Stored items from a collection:
***

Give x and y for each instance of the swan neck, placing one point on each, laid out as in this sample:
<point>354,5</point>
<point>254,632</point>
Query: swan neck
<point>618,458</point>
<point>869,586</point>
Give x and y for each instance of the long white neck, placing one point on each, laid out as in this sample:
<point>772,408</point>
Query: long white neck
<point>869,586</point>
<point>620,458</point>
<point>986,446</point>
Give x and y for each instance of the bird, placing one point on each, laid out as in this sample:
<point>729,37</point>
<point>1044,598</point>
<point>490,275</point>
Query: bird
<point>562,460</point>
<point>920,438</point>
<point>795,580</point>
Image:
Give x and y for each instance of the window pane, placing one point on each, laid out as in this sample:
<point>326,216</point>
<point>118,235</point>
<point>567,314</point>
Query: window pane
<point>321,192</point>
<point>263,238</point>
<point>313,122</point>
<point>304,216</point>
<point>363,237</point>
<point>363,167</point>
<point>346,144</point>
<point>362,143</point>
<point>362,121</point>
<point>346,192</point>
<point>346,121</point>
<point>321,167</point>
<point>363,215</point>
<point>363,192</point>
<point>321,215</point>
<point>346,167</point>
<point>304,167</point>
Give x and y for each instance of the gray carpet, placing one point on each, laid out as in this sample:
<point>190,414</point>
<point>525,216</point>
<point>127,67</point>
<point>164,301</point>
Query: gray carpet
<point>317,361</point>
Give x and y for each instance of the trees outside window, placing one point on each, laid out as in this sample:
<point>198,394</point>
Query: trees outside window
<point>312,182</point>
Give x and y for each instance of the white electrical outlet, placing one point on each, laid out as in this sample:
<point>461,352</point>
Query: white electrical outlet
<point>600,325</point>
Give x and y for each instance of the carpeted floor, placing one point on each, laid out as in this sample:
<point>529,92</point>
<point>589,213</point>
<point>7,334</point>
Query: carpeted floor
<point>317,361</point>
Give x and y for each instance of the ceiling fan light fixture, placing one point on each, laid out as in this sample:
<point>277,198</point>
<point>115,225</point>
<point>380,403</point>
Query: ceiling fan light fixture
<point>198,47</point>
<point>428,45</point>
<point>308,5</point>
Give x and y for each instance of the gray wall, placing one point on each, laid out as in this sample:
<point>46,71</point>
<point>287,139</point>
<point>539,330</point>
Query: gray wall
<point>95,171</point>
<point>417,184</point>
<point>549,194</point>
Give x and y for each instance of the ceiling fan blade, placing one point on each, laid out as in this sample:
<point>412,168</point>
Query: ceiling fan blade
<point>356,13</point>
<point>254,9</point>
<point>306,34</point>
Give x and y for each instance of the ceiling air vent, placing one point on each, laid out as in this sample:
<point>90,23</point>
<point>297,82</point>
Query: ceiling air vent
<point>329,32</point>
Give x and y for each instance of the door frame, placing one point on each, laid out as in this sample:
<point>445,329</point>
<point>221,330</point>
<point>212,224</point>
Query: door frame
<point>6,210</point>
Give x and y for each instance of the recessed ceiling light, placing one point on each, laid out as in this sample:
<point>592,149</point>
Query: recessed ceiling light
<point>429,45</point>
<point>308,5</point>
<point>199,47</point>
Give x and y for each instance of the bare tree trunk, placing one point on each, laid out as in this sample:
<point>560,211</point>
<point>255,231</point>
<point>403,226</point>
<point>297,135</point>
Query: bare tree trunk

***

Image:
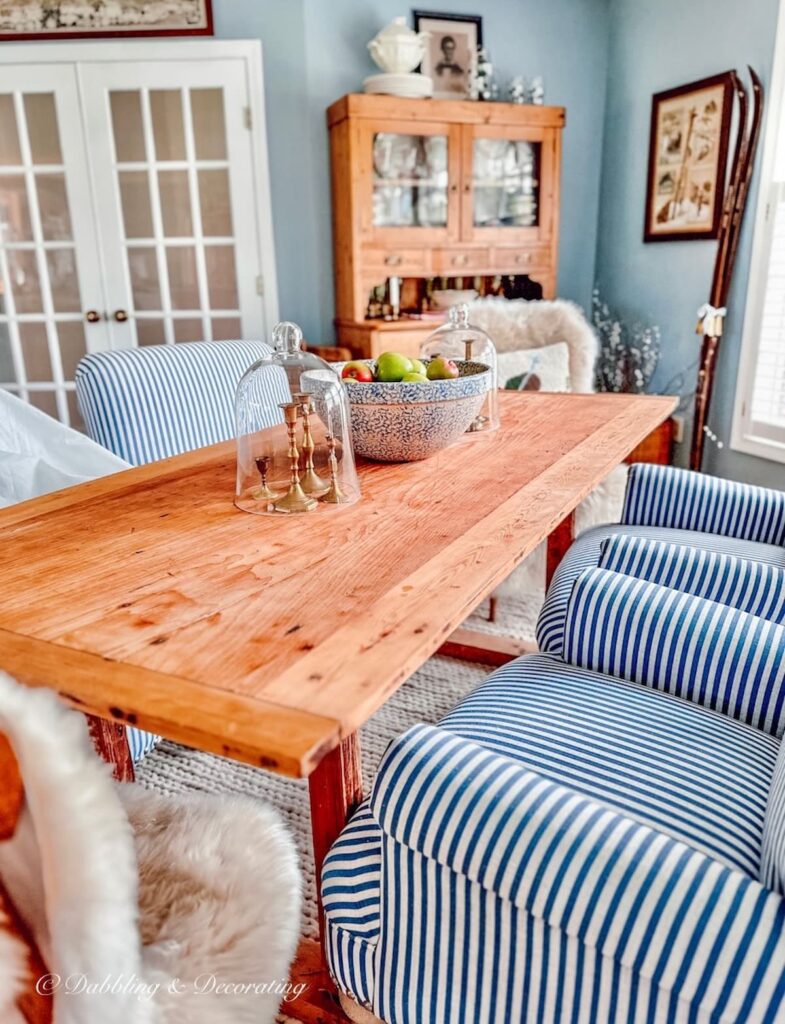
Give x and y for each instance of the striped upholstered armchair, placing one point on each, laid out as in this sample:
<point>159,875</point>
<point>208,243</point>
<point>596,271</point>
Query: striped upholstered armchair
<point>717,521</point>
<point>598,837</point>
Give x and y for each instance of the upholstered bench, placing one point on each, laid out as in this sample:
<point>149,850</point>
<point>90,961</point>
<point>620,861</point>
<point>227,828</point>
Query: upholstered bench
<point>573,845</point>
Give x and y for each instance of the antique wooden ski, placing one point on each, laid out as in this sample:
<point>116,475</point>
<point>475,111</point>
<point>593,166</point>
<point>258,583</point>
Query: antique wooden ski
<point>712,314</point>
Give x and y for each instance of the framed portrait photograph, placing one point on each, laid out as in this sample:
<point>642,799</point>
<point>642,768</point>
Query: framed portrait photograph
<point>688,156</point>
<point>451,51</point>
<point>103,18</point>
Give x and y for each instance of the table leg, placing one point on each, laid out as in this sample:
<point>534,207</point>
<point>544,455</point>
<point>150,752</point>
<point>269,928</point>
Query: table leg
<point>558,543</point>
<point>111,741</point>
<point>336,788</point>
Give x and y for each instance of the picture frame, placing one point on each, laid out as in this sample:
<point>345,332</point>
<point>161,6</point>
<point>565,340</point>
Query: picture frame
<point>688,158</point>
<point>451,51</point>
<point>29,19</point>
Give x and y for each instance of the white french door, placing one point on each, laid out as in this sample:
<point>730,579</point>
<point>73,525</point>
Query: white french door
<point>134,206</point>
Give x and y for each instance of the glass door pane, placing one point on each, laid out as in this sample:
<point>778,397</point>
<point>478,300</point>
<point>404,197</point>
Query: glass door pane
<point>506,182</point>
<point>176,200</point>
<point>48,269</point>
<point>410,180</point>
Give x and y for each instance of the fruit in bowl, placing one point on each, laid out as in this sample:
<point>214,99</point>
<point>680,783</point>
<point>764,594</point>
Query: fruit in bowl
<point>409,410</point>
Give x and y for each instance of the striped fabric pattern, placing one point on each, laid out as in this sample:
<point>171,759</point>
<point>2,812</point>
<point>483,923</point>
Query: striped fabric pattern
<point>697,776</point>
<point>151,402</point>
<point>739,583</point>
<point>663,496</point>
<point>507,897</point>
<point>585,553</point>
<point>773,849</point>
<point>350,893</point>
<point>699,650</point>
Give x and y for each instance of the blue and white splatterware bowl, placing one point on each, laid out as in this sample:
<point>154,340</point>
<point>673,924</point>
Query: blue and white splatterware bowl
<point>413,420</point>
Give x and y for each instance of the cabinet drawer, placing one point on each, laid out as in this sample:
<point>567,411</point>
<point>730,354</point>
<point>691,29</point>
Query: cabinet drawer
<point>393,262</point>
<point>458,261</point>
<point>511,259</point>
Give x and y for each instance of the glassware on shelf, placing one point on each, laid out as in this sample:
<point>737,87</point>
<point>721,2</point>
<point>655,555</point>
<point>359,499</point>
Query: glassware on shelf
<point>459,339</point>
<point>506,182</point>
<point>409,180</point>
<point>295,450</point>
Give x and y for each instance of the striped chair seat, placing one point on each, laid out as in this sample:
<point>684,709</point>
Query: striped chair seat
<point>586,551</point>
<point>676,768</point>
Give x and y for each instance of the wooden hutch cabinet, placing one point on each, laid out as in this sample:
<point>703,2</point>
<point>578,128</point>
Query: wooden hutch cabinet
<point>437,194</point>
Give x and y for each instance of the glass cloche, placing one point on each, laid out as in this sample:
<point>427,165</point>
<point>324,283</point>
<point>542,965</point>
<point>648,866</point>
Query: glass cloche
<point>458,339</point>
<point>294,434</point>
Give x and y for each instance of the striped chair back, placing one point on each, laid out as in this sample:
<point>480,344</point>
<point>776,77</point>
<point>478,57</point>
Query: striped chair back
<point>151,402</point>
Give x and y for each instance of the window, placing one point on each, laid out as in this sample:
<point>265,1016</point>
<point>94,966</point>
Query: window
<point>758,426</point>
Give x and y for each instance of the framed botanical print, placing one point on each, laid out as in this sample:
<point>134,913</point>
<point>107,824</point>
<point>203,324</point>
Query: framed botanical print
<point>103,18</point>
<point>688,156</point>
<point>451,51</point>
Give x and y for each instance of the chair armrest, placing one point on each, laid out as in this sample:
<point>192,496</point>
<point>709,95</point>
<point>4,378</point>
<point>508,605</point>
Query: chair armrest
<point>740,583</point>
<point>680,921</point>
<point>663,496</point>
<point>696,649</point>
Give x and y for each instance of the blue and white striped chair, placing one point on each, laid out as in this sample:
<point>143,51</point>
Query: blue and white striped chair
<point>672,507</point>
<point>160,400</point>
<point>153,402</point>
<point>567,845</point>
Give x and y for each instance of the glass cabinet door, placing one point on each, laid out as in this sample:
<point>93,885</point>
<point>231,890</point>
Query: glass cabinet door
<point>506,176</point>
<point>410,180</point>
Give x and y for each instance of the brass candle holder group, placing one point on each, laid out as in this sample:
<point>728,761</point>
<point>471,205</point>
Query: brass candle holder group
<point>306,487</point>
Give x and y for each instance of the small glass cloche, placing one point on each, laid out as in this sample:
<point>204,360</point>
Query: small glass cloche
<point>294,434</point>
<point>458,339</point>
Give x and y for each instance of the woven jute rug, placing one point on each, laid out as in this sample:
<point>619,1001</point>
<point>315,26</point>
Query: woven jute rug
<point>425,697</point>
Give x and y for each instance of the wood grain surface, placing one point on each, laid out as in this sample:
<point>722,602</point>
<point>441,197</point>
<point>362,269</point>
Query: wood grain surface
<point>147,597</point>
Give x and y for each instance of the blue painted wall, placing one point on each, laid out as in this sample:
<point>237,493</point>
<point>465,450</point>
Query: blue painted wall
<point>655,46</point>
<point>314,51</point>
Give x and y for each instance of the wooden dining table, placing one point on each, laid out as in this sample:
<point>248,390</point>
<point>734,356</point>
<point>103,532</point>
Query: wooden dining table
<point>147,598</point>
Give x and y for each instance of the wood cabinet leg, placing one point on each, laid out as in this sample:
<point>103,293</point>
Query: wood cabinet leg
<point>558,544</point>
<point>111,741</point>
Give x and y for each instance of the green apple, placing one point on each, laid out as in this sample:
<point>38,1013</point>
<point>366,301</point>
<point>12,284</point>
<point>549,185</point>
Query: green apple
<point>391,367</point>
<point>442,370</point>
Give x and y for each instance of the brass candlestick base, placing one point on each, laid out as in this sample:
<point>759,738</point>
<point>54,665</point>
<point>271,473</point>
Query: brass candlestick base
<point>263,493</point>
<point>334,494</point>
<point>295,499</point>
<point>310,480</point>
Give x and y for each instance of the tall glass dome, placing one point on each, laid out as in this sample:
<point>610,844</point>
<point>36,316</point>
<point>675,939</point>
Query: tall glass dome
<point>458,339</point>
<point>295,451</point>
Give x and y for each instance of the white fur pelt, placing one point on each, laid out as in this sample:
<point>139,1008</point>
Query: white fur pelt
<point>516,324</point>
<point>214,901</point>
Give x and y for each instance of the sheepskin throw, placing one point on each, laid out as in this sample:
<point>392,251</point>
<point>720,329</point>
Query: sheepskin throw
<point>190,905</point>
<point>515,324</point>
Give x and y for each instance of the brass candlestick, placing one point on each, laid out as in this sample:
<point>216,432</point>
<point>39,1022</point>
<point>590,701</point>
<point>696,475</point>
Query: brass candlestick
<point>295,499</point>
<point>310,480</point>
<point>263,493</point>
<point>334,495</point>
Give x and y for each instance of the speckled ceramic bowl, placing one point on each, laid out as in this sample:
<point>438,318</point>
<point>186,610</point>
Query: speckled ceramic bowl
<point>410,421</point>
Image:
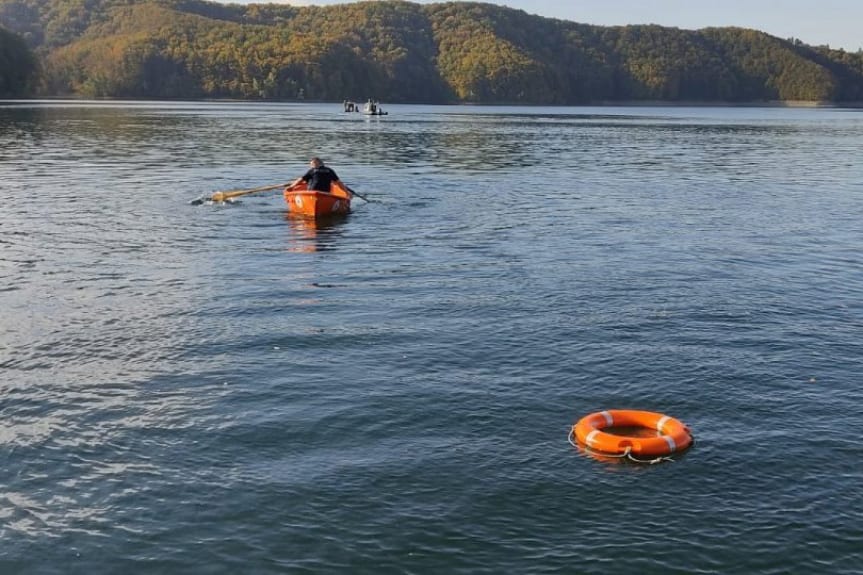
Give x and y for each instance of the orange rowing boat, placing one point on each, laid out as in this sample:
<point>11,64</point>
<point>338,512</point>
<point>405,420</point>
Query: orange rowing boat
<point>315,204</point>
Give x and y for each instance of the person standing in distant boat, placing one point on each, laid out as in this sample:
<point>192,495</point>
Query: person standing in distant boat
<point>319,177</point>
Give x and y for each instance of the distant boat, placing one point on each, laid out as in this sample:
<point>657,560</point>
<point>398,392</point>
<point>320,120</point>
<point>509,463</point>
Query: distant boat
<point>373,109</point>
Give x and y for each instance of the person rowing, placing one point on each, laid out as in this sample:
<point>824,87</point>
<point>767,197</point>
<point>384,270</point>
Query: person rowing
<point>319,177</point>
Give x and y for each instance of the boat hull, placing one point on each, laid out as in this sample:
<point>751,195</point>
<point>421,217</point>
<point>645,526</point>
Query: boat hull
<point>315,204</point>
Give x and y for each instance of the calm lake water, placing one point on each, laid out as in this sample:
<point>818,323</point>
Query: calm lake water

***

_Task requirements_
Count the lines in the data above that contain the word "fruit", treating uppercase and lowercase as different. Give only the number.

_Final answer_
2